START Extracted records

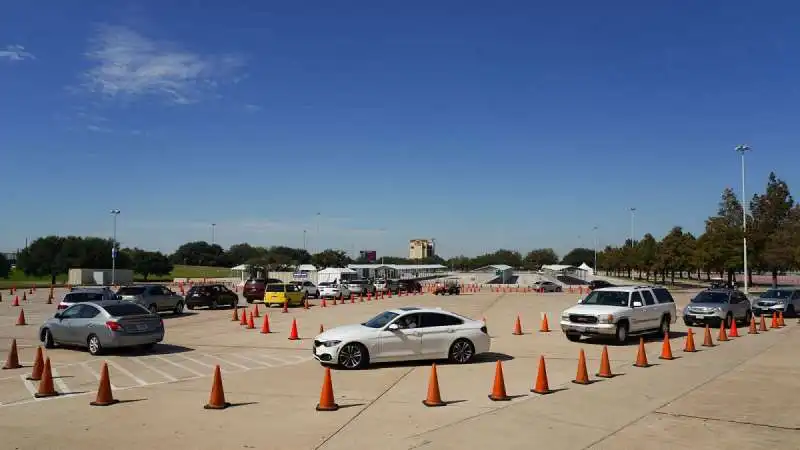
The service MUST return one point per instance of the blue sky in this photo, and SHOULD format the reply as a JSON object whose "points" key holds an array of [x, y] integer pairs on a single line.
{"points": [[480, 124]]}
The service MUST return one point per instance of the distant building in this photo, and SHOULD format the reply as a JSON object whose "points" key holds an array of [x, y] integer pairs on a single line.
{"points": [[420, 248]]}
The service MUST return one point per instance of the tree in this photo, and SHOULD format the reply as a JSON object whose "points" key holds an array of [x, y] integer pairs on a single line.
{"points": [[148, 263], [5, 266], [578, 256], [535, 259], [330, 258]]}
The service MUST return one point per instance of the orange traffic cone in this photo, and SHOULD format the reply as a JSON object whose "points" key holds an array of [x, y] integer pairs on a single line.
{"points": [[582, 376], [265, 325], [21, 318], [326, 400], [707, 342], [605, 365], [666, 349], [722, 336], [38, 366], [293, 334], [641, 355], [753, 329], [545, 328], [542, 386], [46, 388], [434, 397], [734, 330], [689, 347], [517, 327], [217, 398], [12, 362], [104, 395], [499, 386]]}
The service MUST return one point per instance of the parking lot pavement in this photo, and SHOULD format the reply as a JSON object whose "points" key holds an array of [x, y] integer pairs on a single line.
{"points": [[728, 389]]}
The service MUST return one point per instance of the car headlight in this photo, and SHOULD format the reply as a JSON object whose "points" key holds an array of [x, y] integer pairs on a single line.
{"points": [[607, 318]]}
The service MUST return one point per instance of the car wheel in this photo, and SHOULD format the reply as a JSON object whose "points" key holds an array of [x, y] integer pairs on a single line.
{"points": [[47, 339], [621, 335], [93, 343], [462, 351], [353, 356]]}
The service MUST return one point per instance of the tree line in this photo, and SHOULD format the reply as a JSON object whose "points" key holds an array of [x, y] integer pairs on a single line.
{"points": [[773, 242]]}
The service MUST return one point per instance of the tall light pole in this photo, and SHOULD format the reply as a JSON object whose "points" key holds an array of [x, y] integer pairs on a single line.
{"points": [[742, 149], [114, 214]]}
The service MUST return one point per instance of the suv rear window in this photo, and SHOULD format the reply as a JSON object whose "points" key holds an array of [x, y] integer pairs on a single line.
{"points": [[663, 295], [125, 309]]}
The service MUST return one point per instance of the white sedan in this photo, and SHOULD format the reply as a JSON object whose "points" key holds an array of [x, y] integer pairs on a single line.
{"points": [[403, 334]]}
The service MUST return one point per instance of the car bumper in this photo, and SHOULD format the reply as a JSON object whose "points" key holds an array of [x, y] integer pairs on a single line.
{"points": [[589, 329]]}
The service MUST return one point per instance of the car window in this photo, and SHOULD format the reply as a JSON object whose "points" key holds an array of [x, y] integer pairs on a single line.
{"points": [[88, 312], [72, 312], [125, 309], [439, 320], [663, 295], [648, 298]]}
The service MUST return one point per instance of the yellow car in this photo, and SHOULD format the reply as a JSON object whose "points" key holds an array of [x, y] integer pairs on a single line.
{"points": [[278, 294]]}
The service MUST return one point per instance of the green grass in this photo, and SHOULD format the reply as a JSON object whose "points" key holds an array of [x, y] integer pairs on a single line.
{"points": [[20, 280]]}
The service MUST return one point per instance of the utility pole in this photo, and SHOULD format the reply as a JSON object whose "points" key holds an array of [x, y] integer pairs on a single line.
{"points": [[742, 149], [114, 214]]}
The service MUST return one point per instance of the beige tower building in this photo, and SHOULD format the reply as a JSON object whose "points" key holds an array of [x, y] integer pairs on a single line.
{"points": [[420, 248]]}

END Extracted records

Action item: Please set down the records above word for word and omit their pictures.

Expected output:
The service MUST return one point per instance of the blue sky in this photo, and SHOULD format the reply as a JSON object whose "points" key holds an array of [x, y] integer pairs on a single line.
{"points": [[480, 124]]}
The service MUST return one point per instance of the distant building in this photo, and SHOULD format the reply as a JSON object whose "points" key holds an array of [x, y] integer pairs on a single line.
{"points": [[420, 248]]}
The service MUST return one point per instance of the tree in this photo, and SHOULD format the reply as a JSON object whose "points" key holds an array of [x, y] integer pairs on a single line.
{"points": [[148, 263], [5, 266], [578, 256], [535, 259], [330, 258]]}
The service MUST return one point per instance of the orange traffic cone in this photo, and SHOULD format the reply as a JSON object whose "points" key holds an array of [x, y] integer pairs on a single line.
{"points": [[582, 376], [265, 325], [21, 318], [326, 400], [707, 342], [605, 365], [666, 349], [722, 336], [38, 366], [293, 334], [641, 355], [753, 329], [545, 328], [542, 386], [46, 388], [434, 397], [734, 330], [689, 347], [517, 327], [217, 398], [12, 362], [104, 395], [499, 386]]}
The service MUST return one point per instance of the parking lot pavement in this photo, and SHOULD format the reply as a JSON object whose "points" key holds an array of [x, y] integer pairs on a single line.
{"points": [[728, 389]]}
The service MUST return one point per instance of the car headlight in this photo, and SHOULD format the reply as a JSON object whose "points" key holds an array of [x, y] integer pairs on a single line.
{"points": [[607, 318]]}
The service MUST return one point per instance of the car wheel in this photo, and SHOULD format the reply as a JSON object whose "points" key holds an array of [x, y] integer pairs on a single line.
{"points": [[47, 339], [621, 335], [93, 343], [462, 351], [353, 356]]}
The service MUST return one point per instance of the tree line in this photo, and SHOULD format the reply as a JSON object whose "points" key holds an array of [x, y] integer pairs on a single line.
{"points": [[773, 242]]}
The service MUST return one point per instance of the tall light pole in this photo, and SHOULD format the reply as a JSON object whose "points" key holds an array of [x, y] integer pairs on a single line.
{"points": [[742, 149], [114, 214]]}
The service MUST return one point per instance of the suv rear window in this photo, and SHOULD format the reply as a JSON object whose "points" key holds an array of [x, y] integer pairs on a single line.
{"points": [[663, 295], [125, 309]]}
The service MUST return one point per instance of the white sedan in this photo, and SHOULD format the reply as a JSON object whose "points" key holds an array of [x, y] integer pairs on a single line.
{"points": [[403, 334]]}
The service MUST return one point per instance of the car bumper in this photo, and SHOULD format the reply as a JSON object whose "points" key holds an array of [x, y] integer pairs on a single line.
{"points": [[589, 329]]}
The service MUST return one point per instance of the car window in this photo, and SHOULD format the reply as a JSON object whose "points" key holds an array of [x, y] integer pairs on a single line.
{"points": [[88, 312], [72, 312], [125, 309], [439, 320], [663, 295], [648, 298]]}
The service MUST return one point per instance of the yellow car in this photo, and SHOULD format the reply as a JSON object whose "points" key holds an array of [x, y] integer pairs on a single line.
{"points": [[278, 294]]}
The service MUST return one point per instance of the green grass in this photo, and SHOULD format the reply as a JSON object whose "points" key holds an array of [x, y] integer pairs on a single line.
{"points": [[20, 280]]}
The service MUST return one point per instance of the utility pole in this photo, and SHOULD format the reply as a JSON object whose "points" key holds an array of [x, y] integer pairs on a single line.
{"points": [[742, 149], [114, 214]]}
The service MUST return one point per instance of the beige tower building in this photo, and SHOULD format the reply as a JSON object whose "points" key holds an array of [x, y] integer pairs on a single line.
{"points": [[420, 248]]}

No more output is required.